* Texto de la página *
Artículo de Daniel Villegas para Nolens Volens 5 (Arte Útil)


¿Es
posible un arte útil? ¿Para qué y/o para quién? Quizá estas no sean, a pesar de
su apariencia central en lo que a este asunto concierne, las preguntas. La cuestión
sería, más bien, contradiciendo la celebérrima afirmación de Oscar Wilde:
¿Puede el arte dejar de ser útil? La historia del uso, instrumentalización
incluso, de las producciones artísticas al servicio de diferentes intereses o
creencias
entre la forma de operar de
ambos no existen tantas diferencias como sostenía John Stuart Mill
no es precisamente nueva. La utilidad o función
propagandística-ritual del arte, de forma más o menos explícita, ha estado
presente a lo largo de la historia.


¿Porqué
denominar entonces a cierto tipo de producción artística, vinculada a la acción
social, como útil frente a la presunta falta de función de otro tipo de
planteamientos? 
Probablemente el establecimiento de esta distinción gravita en el gran
malentendido acerca de la neutralidad ideológica del arte, que trató de imponer
cierta noción moderna de autonomía. De este modo, en un momento determinado del
siglo XIX, proveniente de la oposición contrahegemónica frente a estos
planteamientos estéticos, alguien como John Ruskin pudo defender la idea de un
arte útil al servicio de la sociedad y del amejoramiento de las condiciones de
vida de la clase trabajadora, contra la postura autoreferencial de l´art pour l´art.

* Qué se pide *
Prosiga el ensayo sobre el arte útil a partir de su última oración.

Fragmento de un archivo de datos
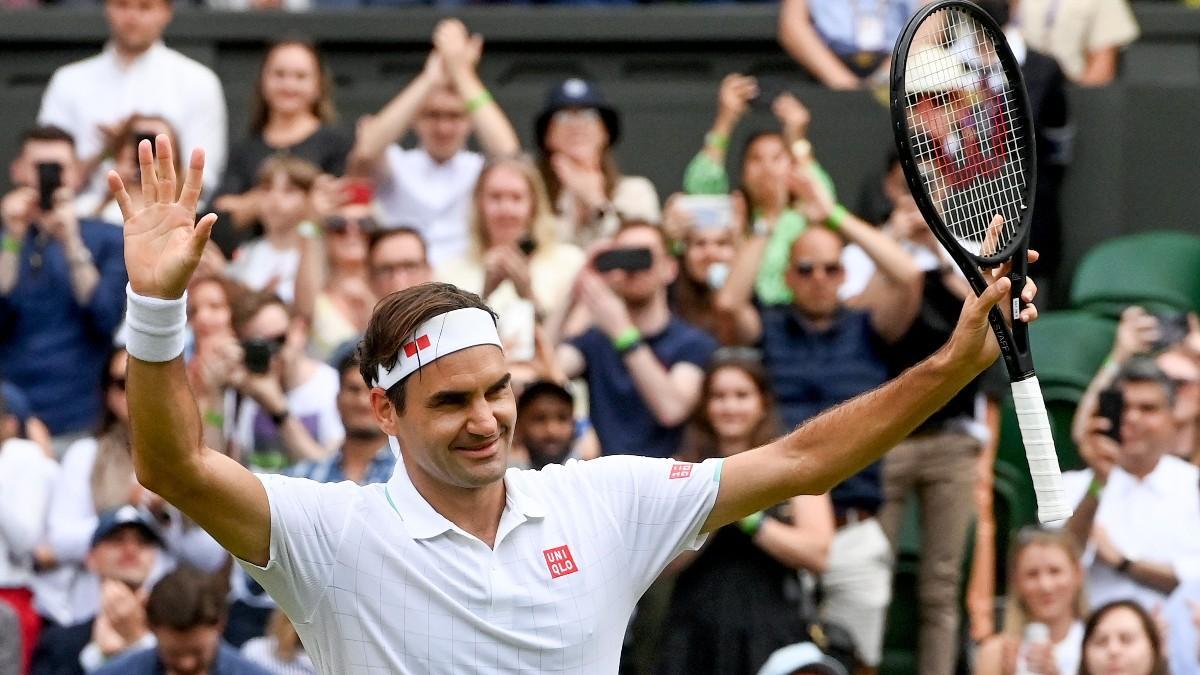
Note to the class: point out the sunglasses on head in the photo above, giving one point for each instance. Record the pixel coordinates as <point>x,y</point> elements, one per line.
<point>808,268</point>
<point>341,223</point>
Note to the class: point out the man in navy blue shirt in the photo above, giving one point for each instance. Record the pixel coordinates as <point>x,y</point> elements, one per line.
<point>186,613</point>
<point>61,288</point>
<point>821,352</point>
<point>643,365</point>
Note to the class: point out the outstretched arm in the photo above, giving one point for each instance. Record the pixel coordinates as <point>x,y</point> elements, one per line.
<point>162,248</point>
<point>833,446</point>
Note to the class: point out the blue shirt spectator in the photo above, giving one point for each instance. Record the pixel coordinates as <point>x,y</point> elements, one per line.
<point>61,288</point>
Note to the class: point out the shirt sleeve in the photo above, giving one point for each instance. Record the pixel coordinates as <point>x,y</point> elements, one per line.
<point>1114,25</point>
<point>307,525</point>
<point>660,505</point>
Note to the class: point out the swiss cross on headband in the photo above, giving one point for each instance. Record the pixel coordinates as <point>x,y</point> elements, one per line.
<point>444,334</point>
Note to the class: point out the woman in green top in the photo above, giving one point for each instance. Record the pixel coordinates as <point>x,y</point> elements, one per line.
<point>767,175</point>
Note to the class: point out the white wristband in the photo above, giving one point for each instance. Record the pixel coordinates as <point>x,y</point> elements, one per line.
<point>157,327</point>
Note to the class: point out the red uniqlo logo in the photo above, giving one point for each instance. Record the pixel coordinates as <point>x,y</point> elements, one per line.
<point>421,342</point>
<point>559,561</point>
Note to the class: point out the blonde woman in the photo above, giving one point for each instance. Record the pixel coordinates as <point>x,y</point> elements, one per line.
<point>516,262</point>
<point>1044,619</point>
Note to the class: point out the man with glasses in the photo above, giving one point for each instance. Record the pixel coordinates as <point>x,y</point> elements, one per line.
<point>820,352</point>
<point>396,260</point>
<point>430,185</point>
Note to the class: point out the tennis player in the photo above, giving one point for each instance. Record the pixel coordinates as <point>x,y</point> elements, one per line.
<point>457,565</point>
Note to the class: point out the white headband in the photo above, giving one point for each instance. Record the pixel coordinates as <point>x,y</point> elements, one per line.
<point>444,334</point>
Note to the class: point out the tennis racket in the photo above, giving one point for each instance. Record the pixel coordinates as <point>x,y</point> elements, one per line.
<point>965,137</point>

* Resultado del ejercicio *
Sin embargo, hoy
en día, parece suficientemente demostrado que en toda producción cultural
desde su realización hasta su recepción pasando,
instancia fundamental en la actualidad, por la distribución y la mediación
está sometida, y coadyuva en el sometimiento
social general, a fuertes determinaciones ideológicas. Entre
éstas, por supuesto, se incluyen las derivadas del capitalismo demoliberal. La
cuestión es que cuando la burguesía revolucionaria consiguió imponer su visión
del mundo y su sistema vital, los aspectos que la habían conformado
ideológicamente
entre los que se incluyen el concepto de autonomía, y de consuno
con éste, el de la falta de función del arte
fueron naturalizados.
Esto es, se convirtieron en mecanismos propios de una supuesta naturaleza
humana
. Por
tanto, desde cualquier punto de vista [ideológico, religioso, social…] el arte
sólo respondía a su propia lógica interna, a su clara inutilidad, al
desenvolvimiento de su propia esencia natural.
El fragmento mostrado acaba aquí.